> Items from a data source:
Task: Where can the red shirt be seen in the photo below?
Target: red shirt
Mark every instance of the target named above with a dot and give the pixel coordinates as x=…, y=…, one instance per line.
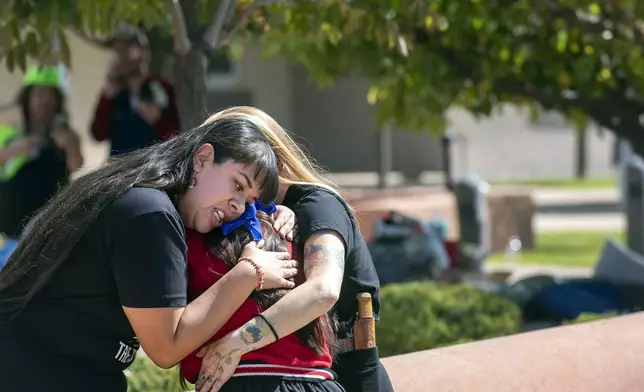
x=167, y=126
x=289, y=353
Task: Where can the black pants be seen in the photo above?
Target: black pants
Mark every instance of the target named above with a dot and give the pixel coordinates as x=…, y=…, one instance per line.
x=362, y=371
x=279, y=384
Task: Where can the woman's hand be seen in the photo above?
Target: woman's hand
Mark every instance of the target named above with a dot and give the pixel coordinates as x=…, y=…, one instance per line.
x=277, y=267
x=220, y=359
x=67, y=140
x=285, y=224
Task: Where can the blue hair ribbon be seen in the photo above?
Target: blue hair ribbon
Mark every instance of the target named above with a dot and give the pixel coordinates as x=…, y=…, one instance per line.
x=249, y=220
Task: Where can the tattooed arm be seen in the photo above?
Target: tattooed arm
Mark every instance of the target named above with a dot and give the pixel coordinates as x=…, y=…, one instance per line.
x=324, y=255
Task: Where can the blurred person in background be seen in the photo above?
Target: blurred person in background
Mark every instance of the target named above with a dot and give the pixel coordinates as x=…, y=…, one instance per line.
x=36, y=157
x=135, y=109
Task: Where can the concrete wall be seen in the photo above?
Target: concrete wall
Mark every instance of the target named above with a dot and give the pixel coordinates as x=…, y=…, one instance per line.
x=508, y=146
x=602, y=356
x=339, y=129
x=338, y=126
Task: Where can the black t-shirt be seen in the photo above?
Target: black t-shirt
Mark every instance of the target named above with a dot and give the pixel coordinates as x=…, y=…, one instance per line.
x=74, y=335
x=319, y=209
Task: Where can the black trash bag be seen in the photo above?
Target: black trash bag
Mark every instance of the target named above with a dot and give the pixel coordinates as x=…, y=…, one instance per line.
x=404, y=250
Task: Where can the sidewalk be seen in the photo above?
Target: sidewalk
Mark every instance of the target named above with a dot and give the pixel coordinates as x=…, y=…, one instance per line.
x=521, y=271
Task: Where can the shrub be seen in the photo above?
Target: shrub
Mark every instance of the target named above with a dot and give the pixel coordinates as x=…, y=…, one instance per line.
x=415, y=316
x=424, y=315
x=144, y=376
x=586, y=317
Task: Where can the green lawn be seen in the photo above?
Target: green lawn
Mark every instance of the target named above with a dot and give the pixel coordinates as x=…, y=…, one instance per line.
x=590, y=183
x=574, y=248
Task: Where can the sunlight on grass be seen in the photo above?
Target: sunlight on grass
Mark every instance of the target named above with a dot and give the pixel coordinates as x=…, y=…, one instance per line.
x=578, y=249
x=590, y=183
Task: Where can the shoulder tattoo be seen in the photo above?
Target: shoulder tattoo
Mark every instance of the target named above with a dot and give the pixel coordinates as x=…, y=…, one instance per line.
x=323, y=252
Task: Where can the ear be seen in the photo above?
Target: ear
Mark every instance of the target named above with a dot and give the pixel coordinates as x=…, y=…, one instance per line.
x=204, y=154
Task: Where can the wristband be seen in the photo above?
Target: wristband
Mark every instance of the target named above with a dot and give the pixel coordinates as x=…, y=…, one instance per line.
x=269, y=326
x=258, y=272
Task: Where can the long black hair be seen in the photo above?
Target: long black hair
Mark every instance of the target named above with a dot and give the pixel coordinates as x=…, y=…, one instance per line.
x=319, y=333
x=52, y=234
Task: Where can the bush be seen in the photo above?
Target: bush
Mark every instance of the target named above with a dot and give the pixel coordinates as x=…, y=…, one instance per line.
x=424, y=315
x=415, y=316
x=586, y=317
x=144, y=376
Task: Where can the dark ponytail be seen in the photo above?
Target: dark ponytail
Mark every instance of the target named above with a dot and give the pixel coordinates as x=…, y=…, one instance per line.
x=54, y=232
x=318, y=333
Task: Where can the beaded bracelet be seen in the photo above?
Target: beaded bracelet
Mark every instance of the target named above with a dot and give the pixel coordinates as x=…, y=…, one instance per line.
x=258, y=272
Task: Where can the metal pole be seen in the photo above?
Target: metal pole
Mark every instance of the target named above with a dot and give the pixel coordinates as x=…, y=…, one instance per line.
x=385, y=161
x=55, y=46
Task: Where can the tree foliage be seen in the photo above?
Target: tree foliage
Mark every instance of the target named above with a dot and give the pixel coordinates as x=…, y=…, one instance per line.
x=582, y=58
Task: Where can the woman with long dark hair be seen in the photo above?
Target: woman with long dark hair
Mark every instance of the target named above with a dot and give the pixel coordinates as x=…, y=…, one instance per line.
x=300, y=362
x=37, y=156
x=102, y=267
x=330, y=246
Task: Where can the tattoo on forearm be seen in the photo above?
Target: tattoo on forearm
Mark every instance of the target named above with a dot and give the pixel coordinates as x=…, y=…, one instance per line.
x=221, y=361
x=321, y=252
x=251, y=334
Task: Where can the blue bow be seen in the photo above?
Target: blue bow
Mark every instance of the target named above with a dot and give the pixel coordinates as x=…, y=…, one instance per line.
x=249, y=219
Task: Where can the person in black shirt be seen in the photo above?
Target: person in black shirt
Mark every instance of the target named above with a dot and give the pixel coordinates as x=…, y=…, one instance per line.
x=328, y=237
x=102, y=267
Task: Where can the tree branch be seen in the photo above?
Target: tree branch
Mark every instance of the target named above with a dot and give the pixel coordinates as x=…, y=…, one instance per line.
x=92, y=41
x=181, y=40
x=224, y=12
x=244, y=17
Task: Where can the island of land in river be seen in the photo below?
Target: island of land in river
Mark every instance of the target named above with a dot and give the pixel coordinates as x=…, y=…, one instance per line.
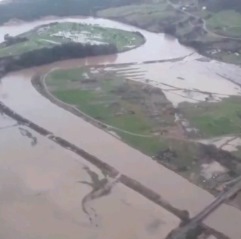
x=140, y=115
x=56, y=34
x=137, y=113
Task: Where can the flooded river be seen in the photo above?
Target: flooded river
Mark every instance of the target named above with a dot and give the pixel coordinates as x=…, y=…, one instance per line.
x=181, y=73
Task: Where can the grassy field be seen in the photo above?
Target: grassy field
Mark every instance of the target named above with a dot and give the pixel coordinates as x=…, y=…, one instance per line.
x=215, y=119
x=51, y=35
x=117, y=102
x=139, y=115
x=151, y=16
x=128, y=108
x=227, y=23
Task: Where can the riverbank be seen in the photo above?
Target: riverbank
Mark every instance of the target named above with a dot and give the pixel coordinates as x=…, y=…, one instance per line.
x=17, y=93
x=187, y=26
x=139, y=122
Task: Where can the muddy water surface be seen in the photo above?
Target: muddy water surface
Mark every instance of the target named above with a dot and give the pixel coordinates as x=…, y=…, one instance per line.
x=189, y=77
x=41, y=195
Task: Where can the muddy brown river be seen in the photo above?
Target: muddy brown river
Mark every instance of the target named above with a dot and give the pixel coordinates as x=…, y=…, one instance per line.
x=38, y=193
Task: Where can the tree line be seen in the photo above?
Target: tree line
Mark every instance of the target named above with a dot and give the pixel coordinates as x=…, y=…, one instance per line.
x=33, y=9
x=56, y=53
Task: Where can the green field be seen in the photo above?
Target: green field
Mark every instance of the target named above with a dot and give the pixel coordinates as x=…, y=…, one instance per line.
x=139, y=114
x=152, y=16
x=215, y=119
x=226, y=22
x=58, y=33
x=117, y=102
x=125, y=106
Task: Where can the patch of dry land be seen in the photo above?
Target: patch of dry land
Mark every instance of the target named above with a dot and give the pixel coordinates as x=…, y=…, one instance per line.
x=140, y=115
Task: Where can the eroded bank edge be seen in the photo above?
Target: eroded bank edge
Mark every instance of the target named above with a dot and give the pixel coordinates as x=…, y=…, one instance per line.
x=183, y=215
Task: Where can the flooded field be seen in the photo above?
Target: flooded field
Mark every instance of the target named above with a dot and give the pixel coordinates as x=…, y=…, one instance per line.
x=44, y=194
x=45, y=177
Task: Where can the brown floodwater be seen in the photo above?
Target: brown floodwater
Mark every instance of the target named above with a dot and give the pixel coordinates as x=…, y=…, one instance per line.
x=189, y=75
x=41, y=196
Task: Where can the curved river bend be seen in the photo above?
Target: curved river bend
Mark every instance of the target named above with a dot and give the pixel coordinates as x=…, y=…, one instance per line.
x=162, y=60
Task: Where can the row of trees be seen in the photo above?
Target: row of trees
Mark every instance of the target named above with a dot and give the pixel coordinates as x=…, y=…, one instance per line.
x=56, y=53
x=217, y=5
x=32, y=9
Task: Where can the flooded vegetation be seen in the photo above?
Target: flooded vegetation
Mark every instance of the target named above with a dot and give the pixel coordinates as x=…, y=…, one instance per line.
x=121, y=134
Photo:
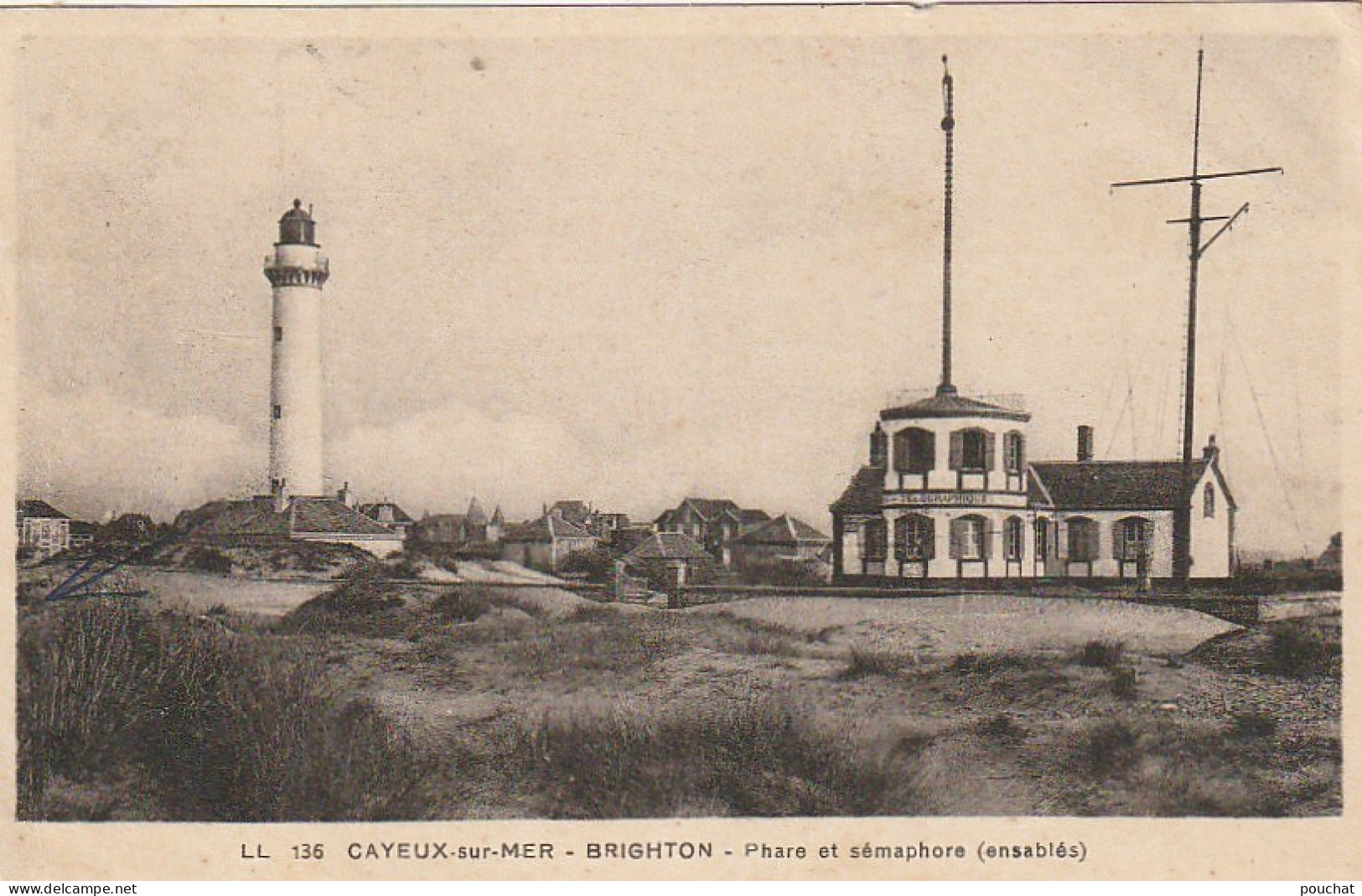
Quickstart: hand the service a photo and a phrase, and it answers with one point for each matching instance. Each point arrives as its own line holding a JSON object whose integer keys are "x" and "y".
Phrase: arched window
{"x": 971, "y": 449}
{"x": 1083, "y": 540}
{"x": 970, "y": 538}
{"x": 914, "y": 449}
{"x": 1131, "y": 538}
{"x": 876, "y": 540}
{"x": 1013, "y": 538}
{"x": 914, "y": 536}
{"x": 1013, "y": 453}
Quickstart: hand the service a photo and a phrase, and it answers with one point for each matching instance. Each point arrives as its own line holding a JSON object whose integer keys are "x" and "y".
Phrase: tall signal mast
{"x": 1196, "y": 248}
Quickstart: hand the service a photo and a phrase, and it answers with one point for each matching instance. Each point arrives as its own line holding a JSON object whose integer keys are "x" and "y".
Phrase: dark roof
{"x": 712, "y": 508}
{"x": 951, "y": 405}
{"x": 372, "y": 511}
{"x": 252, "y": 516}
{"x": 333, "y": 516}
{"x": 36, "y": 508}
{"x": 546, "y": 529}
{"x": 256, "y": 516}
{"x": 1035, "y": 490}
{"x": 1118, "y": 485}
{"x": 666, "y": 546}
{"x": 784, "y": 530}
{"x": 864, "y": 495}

> EXERCISE: Checking the data above line by line, please work out how many lines include "sunlight", and reply with the number only.

> OUTPUT FOR THIS EXERCISE: 2